**Short task:** Render all of the material below as a Markdown table with the columns Row and Line, one numbered row per line and no blank lines. Leave the pictures out of the table.

## Start

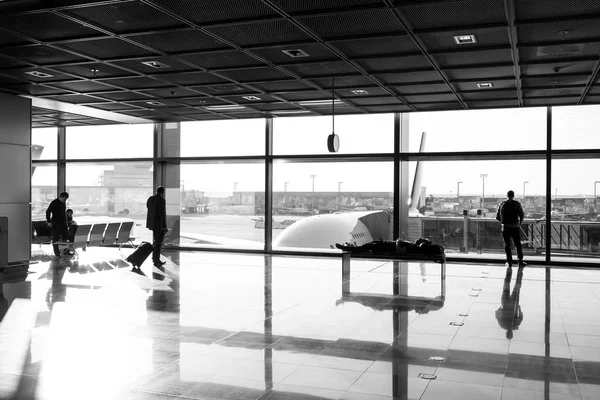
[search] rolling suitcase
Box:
[127,242,154,268]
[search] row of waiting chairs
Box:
[34,221,136,256]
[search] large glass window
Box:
[409,107,546,152]
[180,161,265,249]
[408,160,546,258]
[181,119,266,157]
[273,114,394,155]
[31,128,58,161]
[66,124,154,159]
[551,159,600,257]
[552,106,600,150]
[31,163,57,221]
[273,162,394,251]
[66,162,154,242]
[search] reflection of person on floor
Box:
[46,263,67,310]
[496,267,523,339]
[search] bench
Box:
[31,221,136,254]
[342,251,446,274]
[339,251,446,309]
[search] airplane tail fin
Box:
[408,132,427,214]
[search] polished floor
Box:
[0,248,600,400]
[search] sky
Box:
[32,106,600,198]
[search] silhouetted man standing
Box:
[46,192,69,258]
[146,186,168,266]
[496,190,527,267]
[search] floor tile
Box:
[348,372,429,399]
[5,248,600,400]
[421,380,502,400]
[282,366,362,391]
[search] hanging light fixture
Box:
[327,78,340,153]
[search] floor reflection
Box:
[0,249,600,400]
[496,267,523,339]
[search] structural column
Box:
[153,122,182,246]
[56,126,67,197]
[393,113,410,239]
[265,118,273,252]
[0,94,31,264]
[545,107,552,262]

## End

**Task response:**
| Row | Line |
|---|---|
| 1 | [search] rolling suitcase |
| 2 | Box: |
| 3 | [127,242,154,268] |
| 4 | [search] row of waiting chairs |
| 5 | Box: |
| 6 | [34,221,136,256] |
| 7 | [search] large glass window |
| 8 | Box: |
| 9 | [409,107,546,152] |
| 10 | [180,161,265,249] |
| 11 | [408,160,546,258] |
| 12 | [181,119,266,157] |
| 13 | [273,114,394,155] |
| 14 | [31,128,58,161] |
| 15 | [66,124,154,159] |
| 16 | [551,159,600,257] |
| 17 | [552,106,600,150] |
| 18 | [31,163,57,221] |
| 19 | [273,162,394,251] |
| 20 | [66,162,154,242] |
| 21 | [search] reflection of person on floor |
| 22 | Box: |
| 23 | [46,263,67,310] |
| 24 | [496,267,523,339] |
| 25 | [search] bench |
| 26 | Box: |
| 27 | [31,221,136,254] |
| 28 | [342,251,446,274] |
| 29 | [339,251,446,309] |
| 30 | [search] airplane tail fin |
| 31 | Box: |
| 32 | [408,132,427,214] |
| 33 | [search] polished floor |
| 34 | Box: |
| 35 | [0,248,600,400] |
| 36 | [search] sky |
| 37 | Box: |
| 38 | [32,106,600,198] |
| 39 | [search] silhouetted man standing |
| 40 | Box: |
| 41 | [46,192,69,258] |
| 42 | [146,186,168,266] |
| 43 | [496,190,527,267] |
| 44 | [search] floor tile |
| 45 | Box: |
| 46 | [348,372,429,399] |
| 47 | [5,248,600,400] |
| 48 | [421,380,502,400] |
| 49 | [282,366,362,391] |
| 50 | [search] hanging light fixture |
| 51 | Box: |
| 52 | [327,78,340,153] |
| 53 | [search] floor reflection |
| 54 | Box: |
| 55 | [0,249,600,400] |
| 56 | [496,267,523,339] |
| 57 | [search] structural column |
| 58 | Box: |
| 59 | [153,122,182,246] |
| 60 | [56,126,67,197] |
| 61 | [393,113,410,239] |
| 62 | [265,118,273,252] |
| 63 | [0,94,31,264] |
| 64 | [545,107,552,262] |